**Selected extract**
Iyonix - Disc Error 20
Jon Abbott (1421) 2651 posts |
I’m seeing “Disc error 20” with the 01-10-17 build of 5.23 when copying files over – I was overwriting !Boot at the time and had three of them. |
Jon Abbott (1421) 2651 posts |
I’d completely forgotten I’d put a 4GB CF in this Iyonix, just realized when I took the lid off. This will be the long running issue of ADFS not fully supporting modern IDE devices, that’s plagued many a machine from Arc’s to RiscPC’s. Retrying the write works, so it’s probably something like the drive saying “my buffer is full, stop sending data” which is being reporting as an unknown command response by ADFS. EDIT: Looks like it might be a DRQ timeout issue, changing the timeout from 700 to 65536 appears to have resolved the problem – for this drive at least. |
Jon Abbott (1421) 2651 posts |
Out of curiosity, I’ve done some testing on a RiscPC with RO3.71 using CompactFlash cards I have to hand that do not work with RISCOS. With the original 700uS timeout, near enough every write results in “Disc Error 20” or a corrupt free space map. Increasing the timeout I’ve successfully written several GB to each card without error. This poses two questions:
|
Jeffrey Lee (213) 6048 posts |
Nice work on tracking this down! I’ve seen this error (or something like it) on my RiscPC when using a CF card, but mostly ignored it since it only seemed to affect large FS operations.
IOC/IOMD version counts transitions in the timer register. So it may end up waiting longer in some situations (interrupt causes it to miss a transition), and the first half-microsecond of any DoMicroDelay call will be shorter than it should be, but since the DRQ check calls DoMicroDelay in a loop, subsequent calls should wait for the correct amount. Meanwhile the HAL version uses HAL_CounterDelay, which (according to the comments, at least) looks like it will wait for n+1 timer clock transitions for both the Tungsten + IOMD implementations, so each delay should always be >= 1us.

**Dataset entries**
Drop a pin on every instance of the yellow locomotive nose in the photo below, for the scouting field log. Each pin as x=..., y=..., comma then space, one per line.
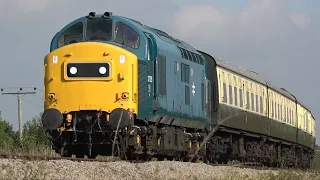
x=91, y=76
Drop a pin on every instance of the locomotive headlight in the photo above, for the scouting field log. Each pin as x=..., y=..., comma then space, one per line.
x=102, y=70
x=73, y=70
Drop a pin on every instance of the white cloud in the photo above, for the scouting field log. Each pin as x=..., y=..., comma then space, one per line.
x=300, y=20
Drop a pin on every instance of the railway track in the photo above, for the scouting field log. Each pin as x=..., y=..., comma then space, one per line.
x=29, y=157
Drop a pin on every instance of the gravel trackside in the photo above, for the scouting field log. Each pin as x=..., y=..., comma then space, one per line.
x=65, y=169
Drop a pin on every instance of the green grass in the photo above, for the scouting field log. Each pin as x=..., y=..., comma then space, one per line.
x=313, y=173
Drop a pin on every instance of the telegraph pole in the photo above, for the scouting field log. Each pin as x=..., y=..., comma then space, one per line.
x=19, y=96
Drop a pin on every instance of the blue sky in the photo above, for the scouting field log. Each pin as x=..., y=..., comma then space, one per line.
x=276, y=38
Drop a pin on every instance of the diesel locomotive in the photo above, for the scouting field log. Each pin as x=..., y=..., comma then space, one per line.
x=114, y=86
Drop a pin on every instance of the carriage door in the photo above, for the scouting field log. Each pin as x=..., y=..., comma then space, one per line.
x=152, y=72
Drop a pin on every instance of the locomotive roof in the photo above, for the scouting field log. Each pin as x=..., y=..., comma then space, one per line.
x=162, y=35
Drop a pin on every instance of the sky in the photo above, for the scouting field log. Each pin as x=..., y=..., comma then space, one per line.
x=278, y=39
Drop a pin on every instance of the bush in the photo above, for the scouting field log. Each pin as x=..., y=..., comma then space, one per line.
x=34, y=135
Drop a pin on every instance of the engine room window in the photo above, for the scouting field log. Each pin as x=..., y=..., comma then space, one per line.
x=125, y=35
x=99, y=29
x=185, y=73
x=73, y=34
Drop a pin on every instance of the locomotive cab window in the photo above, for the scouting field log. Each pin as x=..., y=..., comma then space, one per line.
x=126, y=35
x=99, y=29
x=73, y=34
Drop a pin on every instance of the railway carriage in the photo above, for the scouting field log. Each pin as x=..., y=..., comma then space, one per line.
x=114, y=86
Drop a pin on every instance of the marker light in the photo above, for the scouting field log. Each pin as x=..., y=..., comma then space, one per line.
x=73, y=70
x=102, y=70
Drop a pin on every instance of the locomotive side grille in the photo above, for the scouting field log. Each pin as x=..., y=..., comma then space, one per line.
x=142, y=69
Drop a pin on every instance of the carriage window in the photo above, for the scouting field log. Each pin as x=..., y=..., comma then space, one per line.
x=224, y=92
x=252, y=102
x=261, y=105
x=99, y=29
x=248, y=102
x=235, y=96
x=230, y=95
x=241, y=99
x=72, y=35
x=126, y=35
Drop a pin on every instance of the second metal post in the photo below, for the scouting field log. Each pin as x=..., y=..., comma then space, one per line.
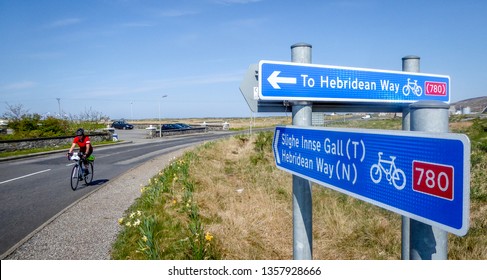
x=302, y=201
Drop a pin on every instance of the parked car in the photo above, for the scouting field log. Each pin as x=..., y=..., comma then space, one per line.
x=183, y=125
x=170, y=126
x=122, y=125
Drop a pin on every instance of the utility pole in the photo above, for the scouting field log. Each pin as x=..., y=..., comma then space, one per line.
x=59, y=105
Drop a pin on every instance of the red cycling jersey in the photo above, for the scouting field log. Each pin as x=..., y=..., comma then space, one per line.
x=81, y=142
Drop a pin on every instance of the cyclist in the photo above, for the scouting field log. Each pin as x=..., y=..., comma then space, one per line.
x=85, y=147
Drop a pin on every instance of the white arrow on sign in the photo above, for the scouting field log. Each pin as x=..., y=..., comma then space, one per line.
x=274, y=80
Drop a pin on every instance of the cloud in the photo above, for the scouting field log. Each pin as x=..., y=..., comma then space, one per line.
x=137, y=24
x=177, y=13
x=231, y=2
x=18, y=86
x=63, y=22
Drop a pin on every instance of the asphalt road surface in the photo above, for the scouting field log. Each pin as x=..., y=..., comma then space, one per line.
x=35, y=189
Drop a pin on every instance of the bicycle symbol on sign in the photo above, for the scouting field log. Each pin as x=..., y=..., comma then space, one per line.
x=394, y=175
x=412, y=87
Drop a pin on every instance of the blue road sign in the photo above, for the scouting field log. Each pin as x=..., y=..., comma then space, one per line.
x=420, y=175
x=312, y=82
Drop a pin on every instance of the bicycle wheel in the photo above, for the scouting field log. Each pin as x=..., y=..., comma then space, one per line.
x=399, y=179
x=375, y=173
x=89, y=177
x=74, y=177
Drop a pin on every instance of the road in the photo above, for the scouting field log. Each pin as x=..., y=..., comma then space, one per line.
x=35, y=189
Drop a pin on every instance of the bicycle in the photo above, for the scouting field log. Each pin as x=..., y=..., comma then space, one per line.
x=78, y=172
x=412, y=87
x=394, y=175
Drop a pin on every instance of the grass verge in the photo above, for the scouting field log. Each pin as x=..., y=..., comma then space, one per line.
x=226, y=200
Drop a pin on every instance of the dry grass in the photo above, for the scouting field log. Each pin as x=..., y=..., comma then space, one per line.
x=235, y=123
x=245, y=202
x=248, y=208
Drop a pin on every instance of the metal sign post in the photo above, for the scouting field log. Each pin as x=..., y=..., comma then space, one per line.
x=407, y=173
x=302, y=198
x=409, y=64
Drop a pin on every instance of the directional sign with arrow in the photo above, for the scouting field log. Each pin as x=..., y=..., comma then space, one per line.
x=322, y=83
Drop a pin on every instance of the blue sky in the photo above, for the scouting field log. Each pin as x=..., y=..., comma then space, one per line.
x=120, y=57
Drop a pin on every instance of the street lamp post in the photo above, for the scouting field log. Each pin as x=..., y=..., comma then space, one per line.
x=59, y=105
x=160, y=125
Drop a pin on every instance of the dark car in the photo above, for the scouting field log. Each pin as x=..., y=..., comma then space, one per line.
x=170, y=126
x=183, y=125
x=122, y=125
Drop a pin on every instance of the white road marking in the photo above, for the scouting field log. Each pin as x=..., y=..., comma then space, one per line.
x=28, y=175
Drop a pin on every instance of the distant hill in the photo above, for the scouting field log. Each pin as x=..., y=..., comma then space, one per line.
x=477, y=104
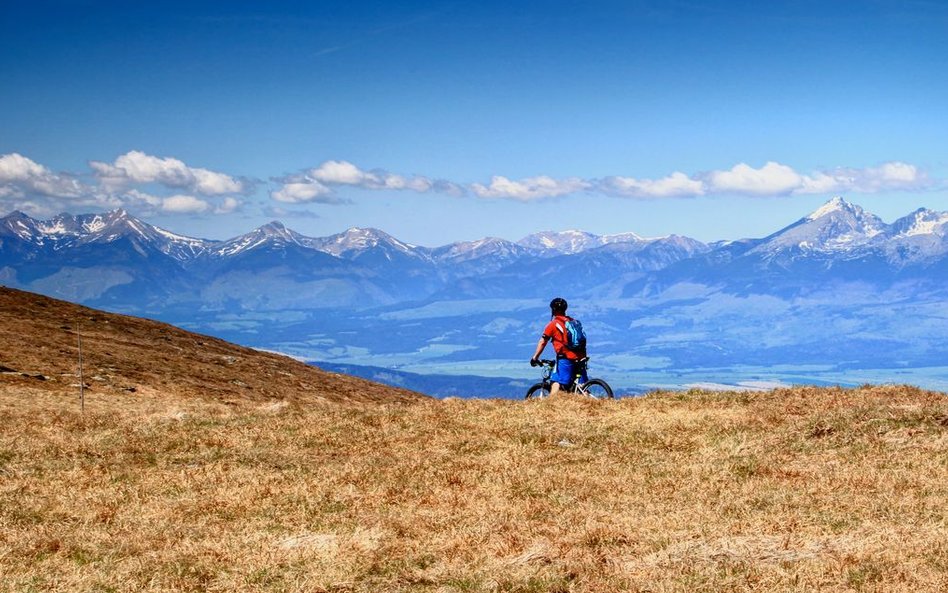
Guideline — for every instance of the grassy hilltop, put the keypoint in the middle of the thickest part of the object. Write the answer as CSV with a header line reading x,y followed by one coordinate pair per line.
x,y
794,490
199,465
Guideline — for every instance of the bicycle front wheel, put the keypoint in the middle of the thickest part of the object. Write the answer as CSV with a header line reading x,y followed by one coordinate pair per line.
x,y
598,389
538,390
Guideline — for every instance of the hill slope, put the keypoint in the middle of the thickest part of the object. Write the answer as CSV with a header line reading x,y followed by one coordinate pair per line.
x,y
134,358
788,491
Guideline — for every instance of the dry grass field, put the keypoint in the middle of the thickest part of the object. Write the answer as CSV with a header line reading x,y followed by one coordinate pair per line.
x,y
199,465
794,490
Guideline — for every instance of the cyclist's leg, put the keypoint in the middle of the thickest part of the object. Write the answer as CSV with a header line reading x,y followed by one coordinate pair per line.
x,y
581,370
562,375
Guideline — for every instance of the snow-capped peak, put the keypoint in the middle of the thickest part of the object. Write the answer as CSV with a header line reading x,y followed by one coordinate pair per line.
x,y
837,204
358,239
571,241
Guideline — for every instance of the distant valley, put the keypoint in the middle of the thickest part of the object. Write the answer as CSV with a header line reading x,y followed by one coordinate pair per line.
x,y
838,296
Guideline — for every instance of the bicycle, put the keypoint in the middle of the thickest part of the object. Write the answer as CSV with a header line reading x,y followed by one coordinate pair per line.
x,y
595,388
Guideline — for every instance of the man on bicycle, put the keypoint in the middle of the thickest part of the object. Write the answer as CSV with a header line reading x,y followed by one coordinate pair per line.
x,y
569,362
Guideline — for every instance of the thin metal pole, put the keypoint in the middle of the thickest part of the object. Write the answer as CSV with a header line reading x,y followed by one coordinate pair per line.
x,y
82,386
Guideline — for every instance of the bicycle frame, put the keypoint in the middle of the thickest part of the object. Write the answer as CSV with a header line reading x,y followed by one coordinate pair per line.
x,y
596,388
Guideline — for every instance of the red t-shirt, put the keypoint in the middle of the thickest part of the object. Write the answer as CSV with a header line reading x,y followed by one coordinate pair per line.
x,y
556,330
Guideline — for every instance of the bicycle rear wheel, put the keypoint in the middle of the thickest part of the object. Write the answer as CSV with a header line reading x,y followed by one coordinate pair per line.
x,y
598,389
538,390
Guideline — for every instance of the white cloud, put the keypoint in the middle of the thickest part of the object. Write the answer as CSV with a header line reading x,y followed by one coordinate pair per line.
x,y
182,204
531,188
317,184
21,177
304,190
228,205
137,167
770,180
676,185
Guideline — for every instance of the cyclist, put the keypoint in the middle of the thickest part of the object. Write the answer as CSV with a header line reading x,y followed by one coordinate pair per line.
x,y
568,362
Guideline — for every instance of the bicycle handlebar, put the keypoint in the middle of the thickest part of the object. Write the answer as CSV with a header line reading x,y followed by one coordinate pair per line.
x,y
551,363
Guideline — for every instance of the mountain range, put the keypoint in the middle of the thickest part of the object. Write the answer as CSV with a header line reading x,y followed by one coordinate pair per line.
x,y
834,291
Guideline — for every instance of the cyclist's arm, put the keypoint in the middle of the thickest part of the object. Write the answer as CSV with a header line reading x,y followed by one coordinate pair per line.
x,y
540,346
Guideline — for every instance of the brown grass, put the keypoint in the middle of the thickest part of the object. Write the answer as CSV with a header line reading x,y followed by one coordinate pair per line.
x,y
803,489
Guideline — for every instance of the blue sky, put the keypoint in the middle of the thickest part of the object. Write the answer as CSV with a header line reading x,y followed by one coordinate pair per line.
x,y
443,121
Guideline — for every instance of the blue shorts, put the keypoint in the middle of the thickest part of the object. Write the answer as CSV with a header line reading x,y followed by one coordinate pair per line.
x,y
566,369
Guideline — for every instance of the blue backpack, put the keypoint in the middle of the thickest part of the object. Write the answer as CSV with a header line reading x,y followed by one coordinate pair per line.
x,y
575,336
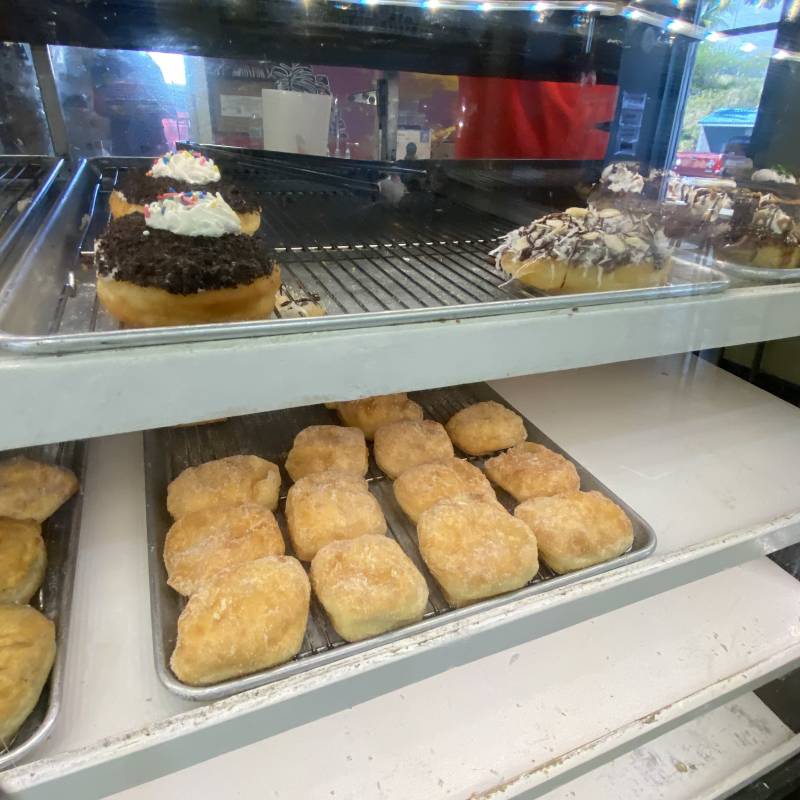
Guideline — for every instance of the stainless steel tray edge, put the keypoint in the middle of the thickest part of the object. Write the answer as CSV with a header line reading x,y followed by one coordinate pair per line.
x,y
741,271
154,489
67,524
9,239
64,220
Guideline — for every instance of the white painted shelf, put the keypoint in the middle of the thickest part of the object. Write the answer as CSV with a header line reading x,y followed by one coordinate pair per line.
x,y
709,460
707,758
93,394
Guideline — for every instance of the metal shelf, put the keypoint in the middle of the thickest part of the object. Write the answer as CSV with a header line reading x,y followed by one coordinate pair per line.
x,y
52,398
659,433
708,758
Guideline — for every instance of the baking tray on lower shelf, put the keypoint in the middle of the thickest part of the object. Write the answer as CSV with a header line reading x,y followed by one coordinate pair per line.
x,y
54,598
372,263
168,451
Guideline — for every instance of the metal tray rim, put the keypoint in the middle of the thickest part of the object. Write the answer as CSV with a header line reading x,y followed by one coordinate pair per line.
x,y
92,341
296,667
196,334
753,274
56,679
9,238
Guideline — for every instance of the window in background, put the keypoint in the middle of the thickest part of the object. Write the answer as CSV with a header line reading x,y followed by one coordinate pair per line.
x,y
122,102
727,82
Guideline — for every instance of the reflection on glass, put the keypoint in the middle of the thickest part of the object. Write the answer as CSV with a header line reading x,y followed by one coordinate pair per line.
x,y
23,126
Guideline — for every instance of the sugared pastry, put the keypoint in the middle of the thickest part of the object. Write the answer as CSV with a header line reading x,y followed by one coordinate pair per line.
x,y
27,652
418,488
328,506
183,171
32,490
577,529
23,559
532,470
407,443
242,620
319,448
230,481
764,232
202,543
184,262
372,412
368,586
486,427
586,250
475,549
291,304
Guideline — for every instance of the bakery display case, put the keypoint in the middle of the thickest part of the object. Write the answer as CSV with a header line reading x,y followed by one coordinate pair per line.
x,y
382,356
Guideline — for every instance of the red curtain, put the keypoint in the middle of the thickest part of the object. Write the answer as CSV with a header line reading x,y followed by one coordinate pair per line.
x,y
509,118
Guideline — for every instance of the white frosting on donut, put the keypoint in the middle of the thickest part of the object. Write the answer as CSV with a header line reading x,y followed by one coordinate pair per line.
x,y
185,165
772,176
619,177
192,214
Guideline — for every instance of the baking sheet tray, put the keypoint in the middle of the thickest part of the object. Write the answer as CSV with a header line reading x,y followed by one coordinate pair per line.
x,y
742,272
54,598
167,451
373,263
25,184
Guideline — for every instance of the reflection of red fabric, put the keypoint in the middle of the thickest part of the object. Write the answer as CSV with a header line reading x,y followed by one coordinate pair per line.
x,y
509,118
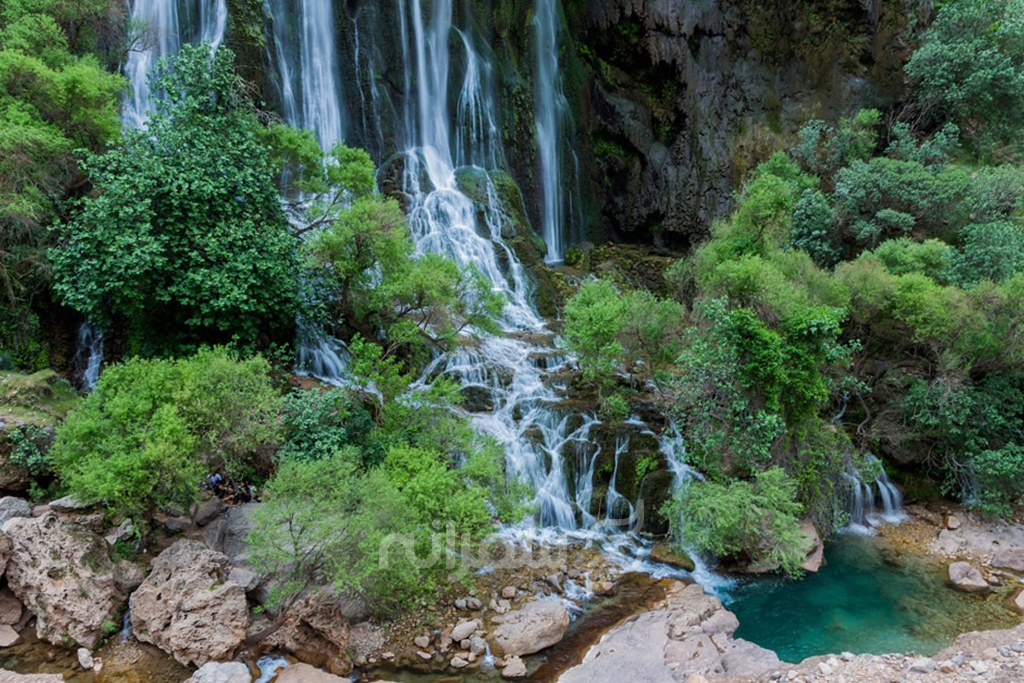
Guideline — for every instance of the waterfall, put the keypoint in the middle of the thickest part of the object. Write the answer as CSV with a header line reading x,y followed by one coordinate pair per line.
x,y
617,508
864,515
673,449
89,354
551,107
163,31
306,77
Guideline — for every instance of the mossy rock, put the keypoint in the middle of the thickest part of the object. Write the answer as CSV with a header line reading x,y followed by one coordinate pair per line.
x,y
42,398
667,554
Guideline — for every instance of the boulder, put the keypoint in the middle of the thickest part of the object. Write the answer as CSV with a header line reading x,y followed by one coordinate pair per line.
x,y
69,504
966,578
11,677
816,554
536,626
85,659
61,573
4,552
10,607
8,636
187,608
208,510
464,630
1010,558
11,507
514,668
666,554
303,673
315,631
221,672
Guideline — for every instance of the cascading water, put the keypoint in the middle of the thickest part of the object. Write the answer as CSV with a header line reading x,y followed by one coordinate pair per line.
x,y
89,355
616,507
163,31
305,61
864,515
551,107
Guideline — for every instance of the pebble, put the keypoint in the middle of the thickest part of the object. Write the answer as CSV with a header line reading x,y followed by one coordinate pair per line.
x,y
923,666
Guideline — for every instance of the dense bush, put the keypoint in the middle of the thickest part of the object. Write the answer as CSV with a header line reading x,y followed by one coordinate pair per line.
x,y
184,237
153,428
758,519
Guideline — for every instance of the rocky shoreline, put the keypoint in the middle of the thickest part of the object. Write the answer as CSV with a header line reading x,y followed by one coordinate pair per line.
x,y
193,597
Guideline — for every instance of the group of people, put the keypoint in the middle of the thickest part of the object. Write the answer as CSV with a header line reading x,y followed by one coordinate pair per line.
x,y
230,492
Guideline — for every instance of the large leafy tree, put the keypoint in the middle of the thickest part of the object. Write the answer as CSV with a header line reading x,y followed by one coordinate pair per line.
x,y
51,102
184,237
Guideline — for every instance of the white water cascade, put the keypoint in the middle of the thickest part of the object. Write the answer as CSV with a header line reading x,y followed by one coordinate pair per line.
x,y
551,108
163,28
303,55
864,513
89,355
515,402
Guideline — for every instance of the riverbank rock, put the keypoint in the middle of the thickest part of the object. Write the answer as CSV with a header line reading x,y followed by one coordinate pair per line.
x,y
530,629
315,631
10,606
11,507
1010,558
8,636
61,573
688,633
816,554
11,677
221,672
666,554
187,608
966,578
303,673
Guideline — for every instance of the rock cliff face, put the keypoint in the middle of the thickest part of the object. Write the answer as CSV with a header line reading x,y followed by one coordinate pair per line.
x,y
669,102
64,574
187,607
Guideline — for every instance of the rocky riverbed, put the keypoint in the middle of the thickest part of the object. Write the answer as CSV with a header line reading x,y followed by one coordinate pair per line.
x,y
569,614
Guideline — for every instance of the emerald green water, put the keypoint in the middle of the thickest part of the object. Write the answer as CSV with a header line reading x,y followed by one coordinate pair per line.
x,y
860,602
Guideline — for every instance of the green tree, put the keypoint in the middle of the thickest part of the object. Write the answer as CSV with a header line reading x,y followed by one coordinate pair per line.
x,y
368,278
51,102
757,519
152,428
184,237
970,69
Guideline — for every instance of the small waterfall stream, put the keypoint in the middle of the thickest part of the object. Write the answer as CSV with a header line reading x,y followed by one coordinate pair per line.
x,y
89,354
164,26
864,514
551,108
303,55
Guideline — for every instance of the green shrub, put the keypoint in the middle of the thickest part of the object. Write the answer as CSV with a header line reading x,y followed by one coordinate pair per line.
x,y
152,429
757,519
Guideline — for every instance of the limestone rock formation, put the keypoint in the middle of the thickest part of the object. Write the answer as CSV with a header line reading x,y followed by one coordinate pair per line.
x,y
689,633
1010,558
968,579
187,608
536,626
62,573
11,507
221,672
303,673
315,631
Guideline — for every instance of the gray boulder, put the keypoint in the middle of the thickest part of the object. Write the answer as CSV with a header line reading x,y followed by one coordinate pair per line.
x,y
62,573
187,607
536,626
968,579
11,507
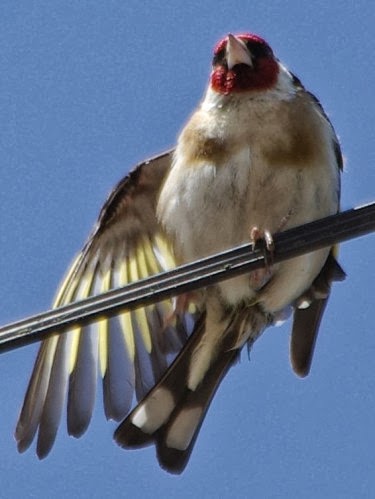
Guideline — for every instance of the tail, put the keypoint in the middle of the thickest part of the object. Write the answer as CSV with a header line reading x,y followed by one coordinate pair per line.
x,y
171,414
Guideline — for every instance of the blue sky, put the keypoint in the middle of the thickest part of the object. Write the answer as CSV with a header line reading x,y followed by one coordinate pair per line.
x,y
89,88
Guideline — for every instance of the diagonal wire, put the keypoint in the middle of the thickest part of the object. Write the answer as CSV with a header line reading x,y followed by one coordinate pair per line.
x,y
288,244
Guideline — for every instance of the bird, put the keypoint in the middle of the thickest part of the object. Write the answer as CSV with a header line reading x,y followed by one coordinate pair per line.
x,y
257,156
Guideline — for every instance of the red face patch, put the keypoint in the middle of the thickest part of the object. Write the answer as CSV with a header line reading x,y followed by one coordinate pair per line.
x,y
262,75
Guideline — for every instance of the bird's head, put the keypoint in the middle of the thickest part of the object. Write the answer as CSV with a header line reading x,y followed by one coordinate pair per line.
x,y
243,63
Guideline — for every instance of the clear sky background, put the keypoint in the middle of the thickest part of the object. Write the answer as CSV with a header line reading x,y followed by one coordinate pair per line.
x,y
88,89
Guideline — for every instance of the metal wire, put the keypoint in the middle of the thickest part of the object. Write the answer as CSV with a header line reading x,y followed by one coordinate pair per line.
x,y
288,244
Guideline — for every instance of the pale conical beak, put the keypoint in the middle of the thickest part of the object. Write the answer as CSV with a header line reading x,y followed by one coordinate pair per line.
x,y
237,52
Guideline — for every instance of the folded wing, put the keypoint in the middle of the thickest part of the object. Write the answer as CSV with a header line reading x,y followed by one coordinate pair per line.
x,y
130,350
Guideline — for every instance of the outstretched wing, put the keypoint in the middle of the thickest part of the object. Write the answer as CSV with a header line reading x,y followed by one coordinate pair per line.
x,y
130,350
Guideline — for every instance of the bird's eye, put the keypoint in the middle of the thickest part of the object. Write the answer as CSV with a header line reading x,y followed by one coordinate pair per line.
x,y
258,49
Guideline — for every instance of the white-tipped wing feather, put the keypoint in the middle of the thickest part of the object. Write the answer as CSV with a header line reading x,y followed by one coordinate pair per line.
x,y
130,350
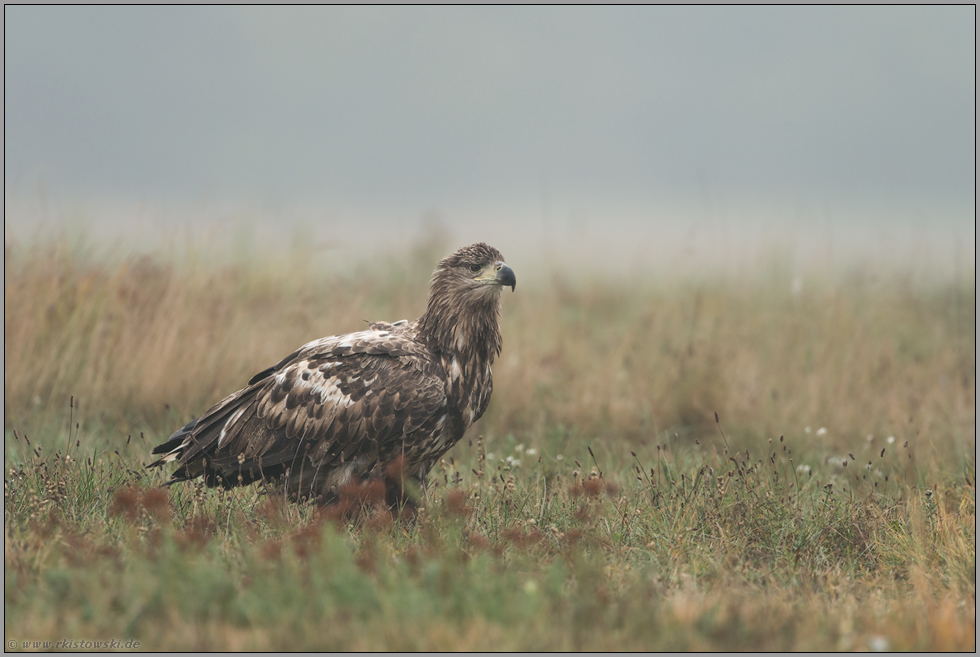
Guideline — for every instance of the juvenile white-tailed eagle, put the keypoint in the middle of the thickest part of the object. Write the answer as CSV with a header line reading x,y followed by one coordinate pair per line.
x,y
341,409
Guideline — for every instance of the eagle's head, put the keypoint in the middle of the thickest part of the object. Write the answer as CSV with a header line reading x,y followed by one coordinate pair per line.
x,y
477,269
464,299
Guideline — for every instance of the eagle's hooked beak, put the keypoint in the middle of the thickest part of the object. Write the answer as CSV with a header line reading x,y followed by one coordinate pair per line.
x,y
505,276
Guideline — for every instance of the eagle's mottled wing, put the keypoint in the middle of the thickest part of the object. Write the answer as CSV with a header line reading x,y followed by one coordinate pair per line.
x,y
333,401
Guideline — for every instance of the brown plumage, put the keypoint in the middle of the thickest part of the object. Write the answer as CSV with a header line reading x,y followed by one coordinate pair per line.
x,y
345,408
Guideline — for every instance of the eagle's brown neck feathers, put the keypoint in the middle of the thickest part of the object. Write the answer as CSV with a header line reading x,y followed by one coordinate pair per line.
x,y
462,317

**Given task**
Could you write out the entire forum thread about Disc Error 20 on the Iyonix, word for word? Rely on the forum thread alone, not on the records.

**Reply**
Iyonix - Disc Error 20
Jon Abbott (1421) 2651 posts |
I’m seeing “Disc error 20” with the 01-10-17 build of 5.23 when copying files over – I was overwriting !Boot at the time and had three of them. |
Jon Abbott (1421) 2651 posts |
I’d completely forgotten I’d put a 4GB CF in this Iyonix, just realized when I took the lid off. This will be the long running issue of ADFS not fully supporting modern IDE devices, that’s plagued many a machine from Arc’s to RiscPC’s. Retrying the write works, so it’s probably something like the drive saying “my buffer is full, stop sending data” which is being reporting as an unknown command response by ADFS. EDIT: Looks like it might be a DRQ timeout issue, changing the timeout from 700 to 65536 appears to have resolved the problem – for this drive at least. |
Jon Abbott (1421) 2651 posts |
Out of curiosity, I’ve done some testing on a RiscPC with RO3.71 using CompactFlash cards I have to hand that do not work with RISCOS. With the original 700uS timeout, near enough every write results in “Disc Error 20” or a corrupt free space map. Increasing the timeout I’ve successfully written several GB to each card without error. This poses two questions:
|
Jeffrey Lee (213) 6048 posts |
Nice work on tracking this down! I’ve seen this error (or something like it) on my RiscPC when using a CF card, but mostly ignored it since it only seemed to affect large FS operations.
IOC/IOMD version counts transitions in the timer register. So it may end up waiting longer in some situations (interrupt causes it to miss a transition), and the first half-microsecond of any DoMicroDelay call will be shorter than it should be, but since the DRQ check calls DoMicroDelay in a loop, subsequent calls should wait for the correct amount. Meanwhile the HAL version uses HAL_CounterDelay, which (according to the comments, at least) looks like it will wait for n+1 timer clock transitions for both the Tungsten + IOMD implementations, so each delay should always be >= 1us.